提示文 ->

-=-=-

同様に高血圧のリスク判断でも診察室のデータと家庭血圧のデータを参考に治療していく方向とされています。
家庭での血圧測定をできるだけ長期間継続し、毎日の測量値を記録しておくことが大切です。

血圧の測定方法

血圧計を用いて測定しますが、血圧は直前の身体や精神状態の影響を受けます。緊張やイライラしていると正確な血圧値を測ることができません。血圧を測る前に1~2分の安静時間を儲けましょう。
楽な姿勢で座り、5回ほど深呼吸することをおすすめします。
正しい姿勢を保ち、血圧計のカフを正しく装着することは大切なポイントです。測定部位(上腕や手首)が心臓の高さ(乳頭の位置)になるよう、調整してください。カフは、巻き終わった際、すき間ができないようにします。
室内は20度前後を保った部屋で測定しましょう。

適切な運動

毎日運動するのが理想ですが、軽く汗ばむ程度のウォーキングやストレッチなどの有酸素運動を週3~4回のペースで行えば効果を得られやすくなります。
無理は禁物で、1日30分程度の運動から始めてみましょう。運動開始前は準備運動をしっかりと行ってください。特に気温が低い場所では、ストレッチなどで身体を温めてから、運動を行いましょう。
運動の強度については、「ややつらい」と感じる中強度の運動強度がおすすめです。心拍数が100-120拍/分程度になります。
掃除や洗車、できるだけ歩くことを意識し、日常生活のなかで活動量を増やすことから始めてもいいでしょう。
運動療法を始める前に、メディカルチェックを行い虚血性心疾患や心不全などの疾患の有無を確認してください。同時に運動療法を行ってもいいのか医師に確認するといいでしょう。

脱水症状に注意

高齢になるほど、のどの渇きに気づきにくくなります。汗をかきやすい夏だけではなく、冬でも暖房で乾燥した部屋にいると水分不足になりがちです。のどが乾いていなくても1~2時間おきに水分を補給するようにしましょう。
寝ている間、人は約350mlの汗をかくといわれています。就寝中の渇きを予防し、就寝前の体液の状態に戻すため、寝る前や起床時のコップ1杯の水分補強がポイントです。

冬の入浴時やトイレに気を付ける

温かい場所に寒い場所(脱衣所や浴室、トイレなど)へ行くと、血管が収縮して血圧が上昇します。いきなり熱い湯に入ったときも血圧が上昇し、体が温まってくると今度は血圧が低下します。
こうした急激な血圧の変化は、血管や心臓に大きな負担です。寒い場所は事前に温めておき、浴槽に浸かるときはかけ湯をして体を慣らすといったことを忘れないようにしましょう。

喫煙を控える

年々下がっているとはいえ、高齢者の5人に1人は喫煙者です。喫煙の習慣ができ40年、50年と吸い続ける高齢喫煙者が多いと考えられます。

-=-=-

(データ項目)
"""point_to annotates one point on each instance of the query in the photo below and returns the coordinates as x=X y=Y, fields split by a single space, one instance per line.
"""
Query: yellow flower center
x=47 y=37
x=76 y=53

-=-=-

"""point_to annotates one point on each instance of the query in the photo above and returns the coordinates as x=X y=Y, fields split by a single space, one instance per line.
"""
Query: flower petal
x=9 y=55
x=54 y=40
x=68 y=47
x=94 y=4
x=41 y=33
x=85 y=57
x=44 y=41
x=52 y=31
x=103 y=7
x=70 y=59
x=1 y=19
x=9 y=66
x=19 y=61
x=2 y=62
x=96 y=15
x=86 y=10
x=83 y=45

-=-=-

課題のねらい ->
提示文の「高齢になるほど」で始まる段落を、主な内容を残して箇条書きに書き改めなさい。 上記の資料は、この課題を解くのに必要ありません。

課題の解答 ->
・高齢になるほど、のどの渇きに気づきにくくなる。
・汗をかきやすい夏だけでなく、冬も暖房で乾燥した部屋では水分不足になりがちである。
・のどが渇いていなくても、1~2時間おきに水分を補給する。